Request: Your task is to extract the lines from the one holding "Mark every instance of the green foliage" through the end of the material. Set them down exactly and add nothing.

Dataset excerpts on object pointing:
◇ ◇ ◇ ◇
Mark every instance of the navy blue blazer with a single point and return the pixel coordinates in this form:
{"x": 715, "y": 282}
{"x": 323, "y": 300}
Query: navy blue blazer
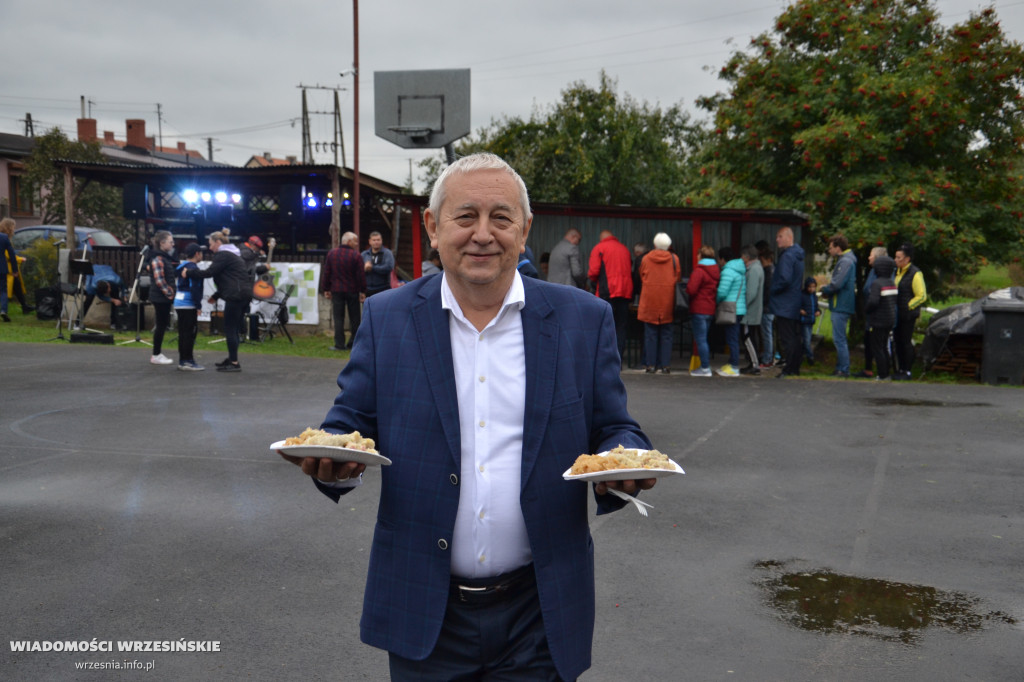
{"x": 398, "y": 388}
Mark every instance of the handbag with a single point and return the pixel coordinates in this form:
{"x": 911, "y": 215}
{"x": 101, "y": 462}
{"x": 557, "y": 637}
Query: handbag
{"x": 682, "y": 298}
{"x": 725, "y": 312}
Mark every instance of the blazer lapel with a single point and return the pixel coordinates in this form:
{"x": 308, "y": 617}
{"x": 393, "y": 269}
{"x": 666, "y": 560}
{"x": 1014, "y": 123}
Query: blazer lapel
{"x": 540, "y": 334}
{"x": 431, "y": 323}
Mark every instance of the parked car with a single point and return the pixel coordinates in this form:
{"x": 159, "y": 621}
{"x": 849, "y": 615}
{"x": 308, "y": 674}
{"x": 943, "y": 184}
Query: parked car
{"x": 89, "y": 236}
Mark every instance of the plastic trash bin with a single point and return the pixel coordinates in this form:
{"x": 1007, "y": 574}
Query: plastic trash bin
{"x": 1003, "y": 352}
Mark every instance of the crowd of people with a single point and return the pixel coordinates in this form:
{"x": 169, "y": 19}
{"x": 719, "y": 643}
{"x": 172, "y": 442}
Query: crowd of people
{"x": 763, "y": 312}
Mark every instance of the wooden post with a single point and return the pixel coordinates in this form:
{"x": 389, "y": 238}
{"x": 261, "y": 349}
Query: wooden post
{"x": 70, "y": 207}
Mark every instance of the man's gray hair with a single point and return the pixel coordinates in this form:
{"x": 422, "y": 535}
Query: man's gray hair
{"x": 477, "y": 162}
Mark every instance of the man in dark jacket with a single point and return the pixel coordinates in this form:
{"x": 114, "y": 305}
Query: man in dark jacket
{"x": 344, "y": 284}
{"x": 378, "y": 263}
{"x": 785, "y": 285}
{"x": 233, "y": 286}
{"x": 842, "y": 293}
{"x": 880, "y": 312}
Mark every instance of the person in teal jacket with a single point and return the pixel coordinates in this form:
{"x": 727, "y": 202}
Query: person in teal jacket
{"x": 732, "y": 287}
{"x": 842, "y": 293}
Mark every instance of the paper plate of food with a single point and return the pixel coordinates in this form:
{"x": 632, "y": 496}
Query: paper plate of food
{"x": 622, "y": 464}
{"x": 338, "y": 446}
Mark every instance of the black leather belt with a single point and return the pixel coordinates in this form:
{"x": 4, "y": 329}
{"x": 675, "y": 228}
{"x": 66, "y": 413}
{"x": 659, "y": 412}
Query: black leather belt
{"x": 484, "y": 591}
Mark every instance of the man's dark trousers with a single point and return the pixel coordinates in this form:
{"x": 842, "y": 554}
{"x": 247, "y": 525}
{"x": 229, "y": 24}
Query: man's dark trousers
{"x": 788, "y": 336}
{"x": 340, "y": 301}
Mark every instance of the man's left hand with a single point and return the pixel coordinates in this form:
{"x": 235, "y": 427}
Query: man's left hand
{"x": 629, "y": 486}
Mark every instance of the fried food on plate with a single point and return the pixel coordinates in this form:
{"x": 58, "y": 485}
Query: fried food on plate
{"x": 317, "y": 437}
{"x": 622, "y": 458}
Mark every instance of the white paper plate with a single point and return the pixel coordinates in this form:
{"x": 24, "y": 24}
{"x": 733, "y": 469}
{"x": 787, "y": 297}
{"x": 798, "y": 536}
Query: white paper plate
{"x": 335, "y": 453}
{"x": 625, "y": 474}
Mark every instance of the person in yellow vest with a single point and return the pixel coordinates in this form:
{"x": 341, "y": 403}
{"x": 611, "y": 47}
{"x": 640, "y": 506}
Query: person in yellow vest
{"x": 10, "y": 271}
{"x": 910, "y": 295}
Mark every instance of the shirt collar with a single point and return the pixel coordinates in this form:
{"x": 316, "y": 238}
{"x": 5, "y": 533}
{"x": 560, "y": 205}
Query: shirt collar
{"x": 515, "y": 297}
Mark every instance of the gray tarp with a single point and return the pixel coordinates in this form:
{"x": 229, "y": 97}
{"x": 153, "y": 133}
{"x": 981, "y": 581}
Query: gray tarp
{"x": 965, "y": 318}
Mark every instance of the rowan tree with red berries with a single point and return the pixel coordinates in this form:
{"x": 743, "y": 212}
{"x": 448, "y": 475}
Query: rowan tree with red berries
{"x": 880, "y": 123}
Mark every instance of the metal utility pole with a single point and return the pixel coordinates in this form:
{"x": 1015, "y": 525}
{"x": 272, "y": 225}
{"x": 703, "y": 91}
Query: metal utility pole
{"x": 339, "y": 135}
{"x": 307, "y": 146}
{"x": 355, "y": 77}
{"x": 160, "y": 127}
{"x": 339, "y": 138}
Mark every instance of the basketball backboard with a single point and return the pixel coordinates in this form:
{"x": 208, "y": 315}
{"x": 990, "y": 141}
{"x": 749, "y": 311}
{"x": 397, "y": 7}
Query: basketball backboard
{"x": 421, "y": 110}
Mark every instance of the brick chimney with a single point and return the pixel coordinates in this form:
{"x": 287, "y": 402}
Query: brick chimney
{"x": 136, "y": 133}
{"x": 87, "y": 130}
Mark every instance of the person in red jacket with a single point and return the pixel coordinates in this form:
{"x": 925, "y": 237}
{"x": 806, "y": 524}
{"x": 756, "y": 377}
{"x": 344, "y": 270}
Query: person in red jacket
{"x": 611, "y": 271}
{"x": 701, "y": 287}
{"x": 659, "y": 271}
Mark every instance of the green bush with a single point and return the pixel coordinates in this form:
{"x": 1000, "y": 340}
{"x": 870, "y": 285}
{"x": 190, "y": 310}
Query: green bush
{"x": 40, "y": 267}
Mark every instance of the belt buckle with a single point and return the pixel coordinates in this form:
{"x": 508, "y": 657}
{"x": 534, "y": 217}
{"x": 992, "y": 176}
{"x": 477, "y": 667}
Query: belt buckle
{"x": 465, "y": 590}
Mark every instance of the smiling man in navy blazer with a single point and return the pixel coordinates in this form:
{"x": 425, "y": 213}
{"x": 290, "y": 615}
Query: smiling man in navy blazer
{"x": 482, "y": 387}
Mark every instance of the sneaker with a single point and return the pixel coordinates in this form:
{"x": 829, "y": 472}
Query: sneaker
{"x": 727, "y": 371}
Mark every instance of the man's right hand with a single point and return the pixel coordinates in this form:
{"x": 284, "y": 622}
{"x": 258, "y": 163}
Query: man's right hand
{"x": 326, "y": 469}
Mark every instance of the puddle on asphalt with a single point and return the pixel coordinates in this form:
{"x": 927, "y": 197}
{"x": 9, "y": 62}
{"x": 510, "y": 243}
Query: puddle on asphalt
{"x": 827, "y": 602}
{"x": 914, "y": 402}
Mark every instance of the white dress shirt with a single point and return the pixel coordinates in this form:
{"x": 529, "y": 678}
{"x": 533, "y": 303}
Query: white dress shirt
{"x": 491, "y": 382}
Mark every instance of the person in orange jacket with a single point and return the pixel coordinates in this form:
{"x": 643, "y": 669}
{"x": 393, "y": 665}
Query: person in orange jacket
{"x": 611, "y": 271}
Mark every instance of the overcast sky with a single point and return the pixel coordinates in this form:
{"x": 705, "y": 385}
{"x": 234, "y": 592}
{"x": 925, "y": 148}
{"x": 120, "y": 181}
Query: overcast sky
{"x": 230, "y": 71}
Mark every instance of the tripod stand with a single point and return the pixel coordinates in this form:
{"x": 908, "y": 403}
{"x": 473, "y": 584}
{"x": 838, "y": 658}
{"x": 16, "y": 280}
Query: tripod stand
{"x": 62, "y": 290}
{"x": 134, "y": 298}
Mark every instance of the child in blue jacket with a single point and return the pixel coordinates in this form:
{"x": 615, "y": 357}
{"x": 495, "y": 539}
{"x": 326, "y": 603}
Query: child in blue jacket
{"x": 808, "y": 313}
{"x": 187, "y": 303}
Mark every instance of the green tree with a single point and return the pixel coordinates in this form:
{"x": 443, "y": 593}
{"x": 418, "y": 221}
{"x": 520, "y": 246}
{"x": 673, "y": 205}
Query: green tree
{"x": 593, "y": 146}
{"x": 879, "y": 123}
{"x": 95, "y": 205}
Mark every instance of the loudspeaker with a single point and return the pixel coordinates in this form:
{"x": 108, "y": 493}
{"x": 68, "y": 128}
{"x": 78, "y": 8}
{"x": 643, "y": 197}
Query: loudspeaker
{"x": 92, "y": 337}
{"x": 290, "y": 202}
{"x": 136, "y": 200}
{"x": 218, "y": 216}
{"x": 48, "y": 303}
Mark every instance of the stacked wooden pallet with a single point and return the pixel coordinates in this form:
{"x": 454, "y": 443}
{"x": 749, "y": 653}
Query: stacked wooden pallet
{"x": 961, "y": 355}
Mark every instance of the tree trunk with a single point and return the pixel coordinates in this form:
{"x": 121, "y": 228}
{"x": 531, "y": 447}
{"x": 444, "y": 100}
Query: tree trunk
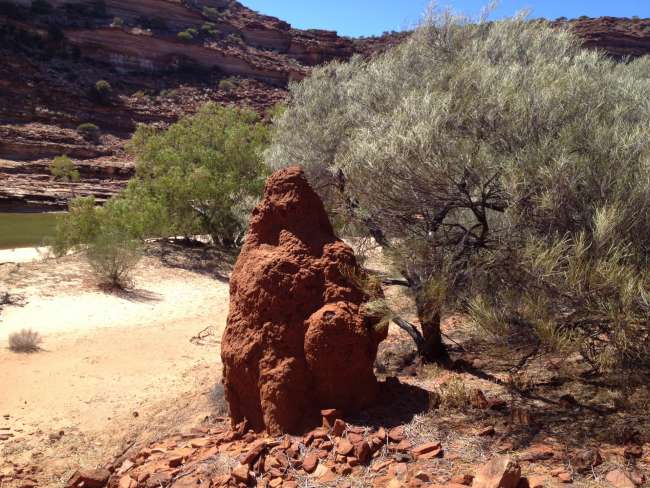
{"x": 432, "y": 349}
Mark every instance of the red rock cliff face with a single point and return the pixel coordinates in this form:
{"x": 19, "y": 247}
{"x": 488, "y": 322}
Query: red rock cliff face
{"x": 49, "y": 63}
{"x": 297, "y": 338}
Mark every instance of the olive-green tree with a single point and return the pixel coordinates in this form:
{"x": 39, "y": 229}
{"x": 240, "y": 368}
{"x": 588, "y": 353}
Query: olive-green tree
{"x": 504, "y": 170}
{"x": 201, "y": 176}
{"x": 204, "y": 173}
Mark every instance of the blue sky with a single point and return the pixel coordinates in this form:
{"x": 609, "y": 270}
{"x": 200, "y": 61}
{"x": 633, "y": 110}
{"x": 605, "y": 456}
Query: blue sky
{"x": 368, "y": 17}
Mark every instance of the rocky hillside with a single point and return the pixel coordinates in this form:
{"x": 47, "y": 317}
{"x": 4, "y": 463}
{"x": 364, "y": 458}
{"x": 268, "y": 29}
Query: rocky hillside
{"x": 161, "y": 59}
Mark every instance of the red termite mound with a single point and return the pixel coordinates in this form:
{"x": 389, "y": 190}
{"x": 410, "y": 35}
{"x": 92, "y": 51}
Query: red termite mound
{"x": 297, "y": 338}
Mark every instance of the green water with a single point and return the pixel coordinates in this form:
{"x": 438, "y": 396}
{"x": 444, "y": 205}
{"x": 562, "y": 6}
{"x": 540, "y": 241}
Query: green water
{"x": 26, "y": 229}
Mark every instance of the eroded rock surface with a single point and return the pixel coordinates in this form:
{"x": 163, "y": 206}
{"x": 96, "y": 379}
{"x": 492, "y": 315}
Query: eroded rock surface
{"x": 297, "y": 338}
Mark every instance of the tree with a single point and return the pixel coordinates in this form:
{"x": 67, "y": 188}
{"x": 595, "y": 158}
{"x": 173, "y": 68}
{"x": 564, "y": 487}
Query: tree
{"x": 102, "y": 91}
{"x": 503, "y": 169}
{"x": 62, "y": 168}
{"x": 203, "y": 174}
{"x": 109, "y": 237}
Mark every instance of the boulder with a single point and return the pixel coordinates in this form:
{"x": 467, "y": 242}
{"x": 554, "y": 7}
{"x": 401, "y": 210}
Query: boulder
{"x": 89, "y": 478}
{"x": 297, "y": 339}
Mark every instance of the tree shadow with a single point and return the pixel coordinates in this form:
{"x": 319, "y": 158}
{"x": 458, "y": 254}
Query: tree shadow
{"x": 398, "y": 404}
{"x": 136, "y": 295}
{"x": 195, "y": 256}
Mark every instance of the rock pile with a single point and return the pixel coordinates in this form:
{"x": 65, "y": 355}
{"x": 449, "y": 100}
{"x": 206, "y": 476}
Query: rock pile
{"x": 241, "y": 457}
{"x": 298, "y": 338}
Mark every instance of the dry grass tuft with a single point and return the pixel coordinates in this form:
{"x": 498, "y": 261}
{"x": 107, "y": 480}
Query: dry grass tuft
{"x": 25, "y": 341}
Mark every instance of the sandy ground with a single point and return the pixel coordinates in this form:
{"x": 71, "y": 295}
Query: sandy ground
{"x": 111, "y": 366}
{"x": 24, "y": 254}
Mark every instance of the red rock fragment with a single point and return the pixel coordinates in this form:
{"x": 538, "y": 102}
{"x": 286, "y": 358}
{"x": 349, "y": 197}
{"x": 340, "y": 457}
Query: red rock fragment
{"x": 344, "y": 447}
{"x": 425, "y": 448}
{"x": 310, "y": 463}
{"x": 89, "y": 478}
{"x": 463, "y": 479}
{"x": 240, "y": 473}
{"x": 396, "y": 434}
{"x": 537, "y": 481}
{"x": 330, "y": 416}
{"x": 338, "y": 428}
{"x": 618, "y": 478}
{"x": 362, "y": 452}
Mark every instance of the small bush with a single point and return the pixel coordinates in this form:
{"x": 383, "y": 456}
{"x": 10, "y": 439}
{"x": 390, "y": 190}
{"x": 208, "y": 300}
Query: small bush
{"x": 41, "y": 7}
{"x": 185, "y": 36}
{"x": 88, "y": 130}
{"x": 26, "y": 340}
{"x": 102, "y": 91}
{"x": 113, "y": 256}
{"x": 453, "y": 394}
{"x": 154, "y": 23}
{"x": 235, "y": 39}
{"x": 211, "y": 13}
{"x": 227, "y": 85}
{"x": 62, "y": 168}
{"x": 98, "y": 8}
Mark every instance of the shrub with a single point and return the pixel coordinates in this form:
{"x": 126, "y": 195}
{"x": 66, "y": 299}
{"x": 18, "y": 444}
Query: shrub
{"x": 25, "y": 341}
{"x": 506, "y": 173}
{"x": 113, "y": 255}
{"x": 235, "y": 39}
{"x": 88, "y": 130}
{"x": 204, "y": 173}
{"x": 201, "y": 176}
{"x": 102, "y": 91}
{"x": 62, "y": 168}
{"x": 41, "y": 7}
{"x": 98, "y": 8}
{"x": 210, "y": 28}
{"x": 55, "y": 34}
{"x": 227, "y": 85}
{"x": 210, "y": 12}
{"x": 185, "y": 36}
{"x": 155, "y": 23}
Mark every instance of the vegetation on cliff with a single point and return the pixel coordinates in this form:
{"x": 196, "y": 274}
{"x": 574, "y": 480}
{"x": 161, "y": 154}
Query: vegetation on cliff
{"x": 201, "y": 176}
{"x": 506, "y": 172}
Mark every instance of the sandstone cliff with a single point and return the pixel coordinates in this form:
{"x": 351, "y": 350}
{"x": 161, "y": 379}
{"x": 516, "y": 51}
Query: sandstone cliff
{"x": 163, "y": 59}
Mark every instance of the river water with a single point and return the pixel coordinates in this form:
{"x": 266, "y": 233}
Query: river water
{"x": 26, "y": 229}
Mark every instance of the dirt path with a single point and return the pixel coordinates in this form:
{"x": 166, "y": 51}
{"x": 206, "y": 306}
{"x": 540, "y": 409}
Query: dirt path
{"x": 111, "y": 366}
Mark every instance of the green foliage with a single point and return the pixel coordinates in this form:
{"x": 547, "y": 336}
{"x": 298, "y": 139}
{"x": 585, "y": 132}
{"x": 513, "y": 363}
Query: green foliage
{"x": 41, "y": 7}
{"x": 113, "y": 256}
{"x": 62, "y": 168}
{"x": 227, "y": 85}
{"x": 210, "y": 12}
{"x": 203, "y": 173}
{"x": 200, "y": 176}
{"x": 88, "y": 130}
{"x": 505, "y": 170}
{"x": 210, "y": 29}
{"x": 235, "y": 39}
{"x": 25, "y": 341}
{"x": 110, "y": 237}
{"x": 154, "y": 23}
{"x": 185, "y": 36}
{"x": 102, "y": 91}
◇ ◇ ◇ ◇
Solution to the exercise:
Mark every instance of the green foliage with a single point and return the pixel coordinates in this form:
{"x": 547, "y": 336}
{"x": 298, "y": 139}
{"x": 585, "y": 132}
{"x": 513, "y": 363}
Query: green foliage
{"x": 41, "y": 7}
{"x": 113, "y": 256}
{"x": 62, "y": 168}
{"x": 227, "y": 85}
{"x": 210, "y": 12}
{"x": 203, "y": 173}
{"x": 200, "y": 176}
{"x": 88, "y": 130}
{"x": 505, "y": 170}
{"x": 210, "y": 29}
{"x": 235, "y": 39}
{"x": 25, "y": 341}
{"x": 110, "y": 237}
{"x": 154, "y": 23}
{"x": 185, "y": 36}
{"x": 102, "y": 91}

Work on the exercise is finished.